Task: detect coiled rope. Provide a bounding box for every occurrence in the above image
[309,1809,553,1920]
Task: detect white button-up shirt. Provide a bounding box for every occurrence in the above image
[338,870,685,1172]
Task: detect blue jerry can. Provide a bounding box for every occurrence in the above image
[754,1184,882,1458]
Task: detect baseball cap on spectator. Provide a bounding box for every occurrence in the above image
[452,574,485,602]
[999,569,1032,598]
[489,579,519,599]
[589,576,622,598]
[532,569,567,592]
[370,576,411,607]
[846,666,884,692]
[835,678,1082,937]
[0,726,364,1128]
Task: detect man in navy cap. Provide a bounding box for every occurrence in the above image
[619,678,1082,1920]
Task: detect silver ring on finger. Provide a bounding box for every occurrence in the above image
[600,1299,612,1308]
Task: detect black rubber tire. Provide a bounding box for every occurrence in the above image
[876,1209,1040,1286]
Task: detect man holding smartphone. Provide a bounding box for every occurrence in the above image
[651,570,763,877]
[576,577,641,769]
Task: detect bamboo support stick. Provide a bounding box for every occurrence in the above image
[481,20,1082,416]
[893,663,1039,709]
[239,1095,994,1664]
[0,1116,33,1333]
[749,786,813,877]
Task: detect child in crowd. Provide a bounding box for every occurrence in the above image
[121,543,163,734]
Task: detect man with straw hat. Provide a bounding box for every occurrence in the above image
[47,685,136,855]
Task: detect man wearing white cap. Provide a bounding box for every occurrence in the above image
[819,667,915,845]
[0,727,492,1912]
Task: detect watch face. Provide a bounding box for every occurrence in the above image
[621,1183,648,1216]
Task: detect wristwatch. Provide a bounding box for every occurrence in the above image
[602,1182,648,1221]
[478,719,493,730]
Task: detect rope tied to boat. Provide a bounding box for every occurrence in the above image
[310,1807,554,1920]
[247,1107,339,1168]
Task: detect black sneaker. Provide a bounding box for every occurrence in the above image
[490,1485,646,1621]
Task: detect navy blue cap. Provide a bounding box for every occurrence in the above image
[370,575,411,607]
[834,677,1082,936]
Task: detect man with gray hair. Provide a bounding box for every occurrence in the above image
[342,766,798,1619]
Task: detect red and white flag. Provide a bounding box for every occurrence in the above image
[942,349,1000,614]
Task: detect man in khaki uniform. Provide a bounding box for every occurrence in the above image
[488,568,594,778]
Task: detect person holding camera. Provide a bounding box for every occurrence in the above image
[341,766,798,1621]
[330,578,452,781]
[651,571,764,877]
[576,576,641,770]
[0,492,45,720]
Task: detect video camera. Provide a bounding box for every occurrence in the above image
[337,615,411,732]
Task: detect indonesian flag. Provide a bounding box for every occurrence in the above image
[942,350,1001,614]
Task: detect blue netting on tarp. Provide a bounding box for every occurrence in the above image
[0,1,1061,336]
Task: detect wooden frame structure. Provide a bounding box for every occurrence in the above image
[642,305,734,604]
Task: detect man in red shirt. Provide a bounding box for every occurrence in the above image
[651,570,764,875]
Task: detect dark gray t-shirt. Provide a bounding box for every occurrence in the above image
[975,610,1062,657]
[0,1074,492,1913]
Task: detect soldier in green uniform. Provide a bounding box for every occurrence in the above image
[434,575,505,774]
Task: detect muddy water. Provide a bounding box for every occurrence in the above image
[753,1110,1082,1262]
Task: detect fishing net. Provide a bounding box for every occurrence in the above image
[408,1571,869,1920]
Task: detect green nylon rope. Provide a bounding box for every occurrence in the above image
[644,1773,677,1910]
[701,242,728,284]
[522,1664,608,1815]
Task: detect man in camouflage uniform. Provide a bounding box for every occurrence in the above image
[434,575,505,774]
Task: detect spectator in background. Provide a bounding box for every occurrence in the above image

● ● ● ● ●

WHAT IS EXPECTED: A word-for-word transcription of the listing above is what the answer should contain.

PROBLEM SOLUTION:
Task: detect coiled rope. Provide a bounding box for every occurrence in the above image
[309,1809,553,1920]
Task: detect white button-up shirt. Provide a bounding box for every occurrence in the above image
[338,870,685,1172]
Task: detect blue jerry can. Provide a bounding box for every occurrence in the above image
[754,1184,882,1458]
Task: detect baseball cap on spectator. Provide a bounding box for every occurrence in the above image
[452,574,485,602]
[999,569,1032,598]
[489,579,519,599]
[589,576,622,598]
[532,569,567,592]
[370,576,411,607]
[846,666,884,692]
[835,678,1082,937]
[0,726,364,1128]
Task: detect man in navy cap. Provide a bounding box for every occurrence in the above image
[619,678,1082,1920]
Task: detect silver ring on finger. Provide a bounding box for every occurrence in the above image
[600,1299,612,1308]
Task: detect black rubber tire. Provide a bounding box for every occurrence in the above image
[876,1209,1040,1286]
Task: detect man holding smartphone. Provide a bounding box for every occurrence in the above image
[651,570,763,877]
[576,577,641,769]
Task: detect bamboo support stick. Provide a bounding box for every occurrence in the above image
[481,20,1082,416]
[893,663,1039,709]
[239,1095,994,1664]
[0,1116,33,1333]
[749,786,813,877]
Task: detect child in crowd. Provide a bounding box for every occurrence in the above image
[121,543,163,734]
Task: detect man with straw hat. Provide a bounding box for every occurrence in the above image
[47,685,136,855]
Task: detect man wearing white cap. Provide a bounding box for every occurrence in the above image
[819,667,915,845]
[0,727,492,1912]
Task: detect watch face. Provide a bounding box for every occurrence in the above image
[621,1183,648,1216]
Task: detect wristwatch. Provide a bounding box for every occurrence in the above image
[602,1182,648,1221]
[478,719,493,730]
Task: detect rope tied to boat. Provide a bounding box for every occurrence in the above image
[310,1807,554,1920]
[247,1107,339,1168]
Task: detect black sneaker. Provide a bounding box for every occurrence in the above image
[490,1485,646,1621]
Task: detect navy blue cap. Provide a bounding box for every occurrence in the above image
[370,575,411,607]
[834,677,1082,936]
Task: detect man with gray hair. Provide a bounding box for every occurrence in the above image
[342,766,798,1619]
Task: detect red and white flag. Provide a bounding box for every occurrence in the above image
[942,349,1000,614]
Task: detect man in khaki uniform. Provide a bounding box for every occurrence in the above image
[488,568,594,778]
Task: detect person holding camera. Provide a bounding box for every occurrence in the above image
[341,766,798,1621]
[330,578,452,781]
[651,571,764,877]
[576,576,641,770]
[0,492,45,720]
Task: detect video camera. Provide a bounding box for every occurrence in the above image
[337,615,411,732]
Task: detect indonesian flag. Provide a bounding box for every occurrence in the above image
[942,350,1001,614]
Task: detect blue netting on tarp. Provide a bounding box for every occurrence in the above image
[0,1,1061,336]
Task: detect wooden frame structure. Provide a bounding box for every occurrence in the above image
[642,305,734,604]
Task: detect man in red shirt. Provide a bounding box for every occurrence in the above image
[651,570,764,875]
Task: detect dark gray t-shirt. Provide a bounding box for every occurrence in the above image
[975,610,1062,657]
[0,1074,492,1913]
Task: detect soldier in green uniform. Provide a bounding box for every occurrence in the above image
[434,575,505,774]
Task: detect muddy water. Provide a bounding box for every occurrence in the above image
[753,1110,1082,1262]
Task: detect fishing net. Provide a bounding box for every occurrence in the above image
[408,1571,869,1920]
Task: detect green nylon rope. Provide a bounding box for every occurrence in the above image
[644,1773,677,1910]
[701,242,728,284]
[522,1664,608,1815]
Task: detect man in camouflage uniform. Provide a bounding box for every occurrence in the above image
[434,575,505,774]
Task: detect spectator in background. Provide a bounding box for every occurrence in the above image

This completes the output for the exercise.